EĞLENCE PAZARLAMASI - Ünite 2: Eğlence Pazarlaması Özeti :

PAYLAŞ:

Ünite 2: Eğlence Pazarlaması

Giriş

Bireylerin beklentilerine, kişiliklerine, değerlerine ve deneyimlerine göre değişen eğlence kavramını tanımlamak zor bir durumdur. Müzik, sinema, spor ve sanat gibi birçok faaliyet eğlence başlığı altında incelenmektedir. Eğlence, psikolojik ve sembolik faydalar sağlaması açısından tercih edilebileceği gibi fayda sağlayan bir işlev olarak da tercih edilebilir.

Eğlence Kavramı

Birçok farklı tanımı olan eğlence, genel olarak hoşnutluk yaratma ve tatmin sağlayıcı bir deneyim yaşama olarak tanımlanabilir. Spor ve sanat alanları ile ilgili faaliyetler, izleyerek zaman geçirme, birtakım hislerin deneyimlenmesi ve olumlu veya olumsuz duyguların yaşanması eğlence kavramı kapsamında değerlendirilebilir.

Eğlence ve İhtiyaç

Kişilerin eğlence arayışları çeşitli aktiviteleri eğlence ile birlikte yapmak üzere gerçekleşir. Eğlencenin bir ihtiyaç haline geldiği günümüzde bireyler, boş vakitlerinin yanı sıra çalıştıkları zamanda da eğlence faaliyetlerinde bulunabilir. İnsanlar aynı zamanda eğlenceyi fiziksel ve psikolojik olarak dinlenebilmek amacıyla da kullanmaktadır. Demografik ve kültürel faktörlerin incelenmesi tüketicilerin eğlence davranışlarını anlamada önemlidir. Endüstriyel gelişimlerle birlikte dışarıda geçirilen zaman artmış ve insanlar daha fazla eğlence aramaya başlamıştır.

Deneyim ve Eğlence Pazarlaması Arasındaki İlişki

Deneyimin önemli bir unsur olarak ortaya çıkmasının nedeni işletmelerin rekabet avantajı sağlamaya yönelmeleridir. Mal ve hizmetler gibi tanımlanabilir olan deneyimlerin, onlardan farklı olarak hatırlanma ihtimalleri yüksektir. Yani tüketiciler, işlevsel faydanın yanında psikolojik fayda da aramaktadır. Dolayısıyla “hazcı tüketim” ve deneyim arasındaki ilişki daha fazla incelenmeye başlanmış, tüketim deneyimi his ve eğlence ile açıklanmaya çalışılmıştır. Tüketiciler deneyim aracılığıyla elde ettikleri markalara daha yüksek bir düzeyde tepki göstermektedir. Tüketicilere yaşatılan benzersiz deneyim yoluyla marka bağlılığı sağlanmaktadır. Deneyim ve eğlence de bu noktada birbirleriyle ilişkilidir. Pazarlamacıların tüketicilere yaşattıkları deneyim sonucunda eğlence olgusu ortaya çıkmakta, böylelikle, eğlence pazarlaması faaliyetlerinde deneyimsel pazarlama uygulamalarının kullanılması mümkün hale gelmektedir.

------------------------------------------------

• **Yazılı Görev A**: Eğlence pazarlaması metnine göre deneyim neden önemli bir unsur olarak ortaya çıkmıştır?
• **Yazılı Görev B**: Eğlence pazarlaması metninin "EĞLENCE PAZARLAMASI - Ünite" sözcükleriyle başlayan kısmını, "kavramı kapsamında değerlendirilebilir." sözcüklerinden sonra bitirerek hiçbir değişiklik yapmadan yazın.

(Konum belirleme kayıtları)
------------------------------------------------

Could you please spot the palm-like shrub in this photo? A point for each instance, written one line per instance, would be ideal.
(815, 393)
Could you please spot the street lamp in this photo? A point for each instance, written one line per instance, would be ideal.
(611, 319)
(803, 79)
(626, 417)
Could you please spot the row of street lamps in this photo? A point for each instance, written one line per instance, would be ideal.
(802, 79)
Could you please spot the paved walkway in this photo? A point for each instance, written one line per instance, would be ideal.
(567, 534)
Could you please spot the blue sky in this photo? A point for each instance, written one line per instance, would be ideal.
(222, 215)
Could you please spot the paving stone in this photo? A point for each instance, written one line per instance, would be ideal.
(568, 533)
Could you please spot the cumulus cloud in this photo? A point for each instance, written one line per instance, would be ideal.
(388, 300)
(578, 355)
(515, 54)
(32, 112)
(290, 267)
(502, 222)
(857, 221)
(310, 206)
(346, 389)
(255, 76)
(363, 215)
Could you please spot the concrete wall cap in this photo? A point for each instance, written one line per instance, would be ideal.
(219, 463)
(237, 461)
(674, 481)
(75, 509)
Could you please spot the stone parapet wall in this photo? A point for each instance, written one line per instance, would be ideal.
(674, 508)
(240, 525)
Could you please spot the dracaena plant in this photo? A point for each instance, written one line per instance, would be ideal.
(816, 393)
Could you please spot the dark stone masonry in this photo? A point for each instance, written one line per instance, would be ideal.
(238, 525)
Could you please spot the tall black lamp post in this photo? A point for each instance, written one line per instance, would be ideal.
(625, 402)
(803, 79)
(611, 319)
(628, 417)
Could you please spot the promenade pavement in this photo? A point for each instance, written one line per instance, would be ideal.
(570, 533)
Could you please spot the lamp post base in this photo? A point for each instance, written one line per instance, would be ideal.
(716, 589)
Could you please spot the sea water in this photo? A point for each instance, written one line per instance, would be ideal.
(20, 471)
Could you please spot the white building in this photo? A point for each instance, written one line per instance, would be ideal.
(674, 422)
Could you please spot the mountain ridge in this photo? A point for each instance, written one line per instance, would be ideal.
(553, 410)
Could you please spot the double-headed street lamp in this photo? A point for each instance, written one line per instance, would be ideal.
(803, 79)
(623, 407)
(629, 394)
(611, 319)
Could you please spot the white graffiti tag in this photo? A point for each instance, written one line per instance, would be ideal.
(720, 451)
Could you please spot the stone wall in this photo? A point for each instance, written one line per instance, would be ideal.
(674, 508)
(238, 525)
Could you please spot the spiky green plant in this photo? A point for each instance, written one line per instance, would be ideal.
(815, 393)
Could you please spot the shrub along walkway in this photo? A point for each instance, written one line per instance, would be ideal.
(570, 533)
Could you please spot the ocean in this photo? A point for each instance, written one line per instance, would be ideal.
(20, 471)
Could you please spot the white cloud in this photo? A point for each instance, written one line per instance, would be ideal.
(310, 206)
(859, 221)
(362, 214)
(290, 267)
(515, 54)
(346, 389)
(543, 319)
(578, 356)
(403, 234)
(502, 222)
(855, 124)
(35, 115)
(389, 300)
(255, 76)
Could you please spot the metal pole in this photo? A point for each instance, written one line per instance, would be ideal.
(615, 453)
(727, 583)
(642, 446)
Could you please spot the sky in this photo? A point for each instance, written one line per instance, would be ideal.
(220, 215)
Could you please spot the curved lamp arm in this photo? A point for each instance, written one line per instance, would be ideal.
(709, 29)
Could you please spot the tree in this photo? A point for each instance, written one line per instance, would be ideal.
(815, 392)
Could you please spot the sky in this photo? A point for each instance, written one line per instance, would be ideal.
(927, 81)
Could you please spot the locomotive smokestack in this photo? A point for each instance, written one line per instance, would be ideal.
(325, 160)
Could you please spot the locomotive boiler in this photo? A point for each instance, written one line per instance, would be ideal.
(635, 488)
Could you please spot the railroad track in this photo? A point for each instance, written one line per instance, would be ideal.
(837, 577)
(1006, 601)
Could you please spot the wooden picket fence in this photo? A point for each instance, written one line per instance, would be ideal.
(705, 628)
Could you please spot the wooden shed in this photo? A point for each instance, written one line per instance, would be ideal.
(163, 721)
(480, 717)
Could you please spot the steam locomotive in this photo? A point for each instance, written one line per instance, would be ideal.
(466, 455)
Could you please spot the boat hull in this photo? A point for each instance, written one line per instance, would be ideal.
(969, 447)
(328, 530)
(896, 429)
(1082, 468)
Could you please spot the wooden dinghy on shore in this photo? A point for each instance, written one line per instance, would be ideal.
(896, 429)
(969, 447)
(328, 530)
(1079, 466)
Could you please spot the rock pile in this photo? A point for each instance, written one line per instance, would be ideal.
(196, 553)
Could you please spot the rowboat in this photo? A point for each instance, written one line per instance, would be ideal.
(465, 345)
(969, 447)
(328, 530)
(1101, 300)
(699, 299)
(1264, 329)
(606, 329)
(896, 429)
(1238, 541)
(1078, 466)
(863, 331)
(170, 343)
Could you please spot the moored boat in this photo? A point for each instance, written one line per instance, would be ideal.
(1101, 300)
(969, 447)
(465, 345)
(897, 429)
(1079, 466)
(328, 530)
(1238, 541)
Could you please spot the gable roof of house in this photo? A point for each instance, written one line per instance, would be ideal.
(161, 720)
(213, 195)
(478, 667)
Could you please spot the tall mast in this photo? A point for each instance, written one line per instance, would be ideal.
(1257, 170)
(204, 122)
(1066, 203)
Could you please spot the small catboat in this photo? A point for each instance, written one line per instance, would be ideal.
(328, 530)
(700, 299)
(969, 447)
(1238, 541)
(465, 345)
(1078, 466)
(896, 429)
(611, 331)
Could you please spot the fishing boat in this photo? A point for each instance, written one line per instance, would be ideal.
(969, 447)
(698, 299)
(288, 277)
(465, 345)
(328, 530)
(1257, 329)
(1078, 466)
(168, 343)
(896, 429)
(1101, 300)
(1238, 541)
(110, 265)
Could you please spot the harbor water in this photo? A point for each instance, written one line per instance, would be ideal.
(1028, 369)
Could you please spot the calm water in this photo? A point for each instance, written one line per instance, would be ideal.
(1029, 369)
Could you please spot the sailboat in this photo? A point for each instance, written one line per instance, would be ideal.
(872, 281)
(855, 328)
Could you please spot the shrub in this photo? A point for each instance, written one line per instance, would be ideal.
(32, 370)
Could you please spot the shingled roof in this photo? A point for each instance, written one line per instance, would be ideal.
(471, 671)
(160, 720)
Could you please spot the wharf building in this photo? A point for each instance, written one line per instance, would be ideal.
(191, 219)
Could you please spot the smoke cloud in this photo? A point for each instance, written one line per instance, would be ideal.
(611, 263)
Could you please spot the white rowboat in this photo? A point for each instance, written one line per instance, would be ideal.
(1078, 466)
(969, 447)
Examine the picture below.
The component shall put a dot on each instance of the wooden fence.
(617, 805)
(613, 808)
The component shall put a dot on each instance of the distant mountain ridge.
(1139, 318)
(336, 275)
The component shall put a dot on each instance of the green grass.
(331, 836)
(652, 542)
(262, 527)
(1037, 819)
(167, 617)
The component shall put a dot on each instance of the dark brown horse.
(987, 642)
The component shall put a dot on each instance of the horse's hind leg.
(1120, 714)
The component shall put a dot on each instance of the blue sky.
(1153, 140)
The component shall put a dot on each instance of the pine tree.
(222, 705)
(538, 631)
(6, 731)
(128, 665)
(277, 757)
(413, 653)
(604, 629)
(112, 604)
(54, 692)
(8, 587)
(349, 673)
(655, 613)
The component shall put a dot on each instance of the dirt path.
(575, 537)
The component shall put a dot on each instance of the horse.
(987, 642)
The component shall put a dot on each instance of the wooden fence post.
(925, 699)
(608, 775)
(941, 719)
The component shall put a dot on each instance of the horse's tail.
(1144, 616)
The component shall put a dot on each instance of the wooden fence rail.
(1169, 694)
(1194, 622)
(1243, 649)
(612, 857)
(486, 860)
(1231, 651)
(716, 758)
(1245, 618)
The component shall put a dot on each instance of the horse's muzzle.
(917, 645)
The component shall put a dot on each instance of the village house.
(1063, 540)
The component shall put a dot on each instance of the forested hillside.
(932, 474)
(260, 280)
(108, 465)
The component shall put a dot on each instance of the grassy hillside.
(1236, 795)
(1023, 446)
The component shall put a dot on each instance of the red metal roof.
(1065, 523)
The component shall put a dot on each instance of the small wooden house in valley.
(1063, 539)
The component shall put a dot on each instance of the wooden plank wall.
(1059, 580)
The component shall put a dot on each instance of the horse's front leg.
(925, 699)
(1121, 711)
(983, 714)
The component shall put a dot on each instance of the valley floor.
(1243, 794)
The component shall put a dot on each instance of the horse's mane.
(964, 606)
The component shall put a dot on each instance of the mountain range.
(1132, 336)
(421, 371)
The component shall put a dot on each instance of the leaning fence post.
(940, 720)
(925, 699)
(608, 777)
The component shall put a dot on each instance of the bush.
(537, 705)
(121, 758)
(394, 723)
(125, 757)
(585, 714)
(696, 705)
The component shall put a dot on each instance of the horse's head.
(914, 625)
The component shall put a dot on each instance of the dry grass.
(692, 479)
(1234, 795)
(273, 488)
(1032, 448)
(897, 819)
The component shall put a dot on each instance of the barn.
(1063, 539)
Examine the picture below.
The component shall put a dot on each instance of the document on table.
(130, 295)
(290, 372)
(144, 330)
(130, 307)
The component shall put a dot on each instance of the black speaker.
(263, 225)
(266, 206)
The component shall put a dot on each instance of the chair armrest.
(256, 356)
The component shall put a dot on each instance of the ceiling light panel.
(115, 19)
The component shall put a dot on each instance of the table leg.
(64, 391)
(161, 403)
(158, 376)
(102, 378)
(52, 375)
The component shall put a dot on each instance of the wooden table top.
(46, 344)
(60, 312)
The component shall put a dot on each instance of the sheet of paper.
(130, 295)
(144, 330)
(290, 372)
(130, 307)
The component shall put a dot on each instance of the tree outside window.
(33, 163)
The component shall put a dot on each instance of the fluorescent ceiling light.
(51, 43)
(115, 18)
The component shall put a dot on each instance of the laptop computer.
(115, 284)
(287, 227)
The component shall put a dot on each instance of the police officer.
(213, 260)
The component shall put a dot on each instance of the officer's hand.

------------------------------------------------

• **Görev Cevabı A**: Deneyim, işletmelerin rekabet avantajı sağlamaya yönelmeleri nedeniyle önemli bir unsur olarak ortaya çıkmıştır.

• **Görev Cevabı B**:
EĞLENCE PAZARLAMASI - Ünite 2: Eğlence Pazarlaması Özeti :

PAYLAŞ:

Ünite 2: Eğlence Pazarlaması

Giriş

Bireylerin beklentilerine, kişiliklerine, değerlerine ve deneyimlerine göre değişen eğlence kavramını tanımlamak zor bir durumdur. Müzik, sinema, spor ve sanat gibi birçok faaliyet eğlence başlığı altında incelenmektedir. Eğlence, psikolojik ve sembolik faydalar sağlaması açısından tercih edilebileceği gibi fayda sağlayan bir işlev olarak da tercih edilebilir.

Eğlence Kavramı

Birçok farklı tanımı olan eğlence, genel olarak hoşnutluk yaratma ve tatmin sağlayıcı bir deneyim yaşama olarak tanımlanabilir. Spor ve sanat alanları ile ilgili faaliyetler, izleyerek zaman geçirme, birtakım hislerin deneyimlenmesi ve olumlu veya olumsuz duyguların yaşanması eğlence kavramı kapsamında değerlendirilebilir.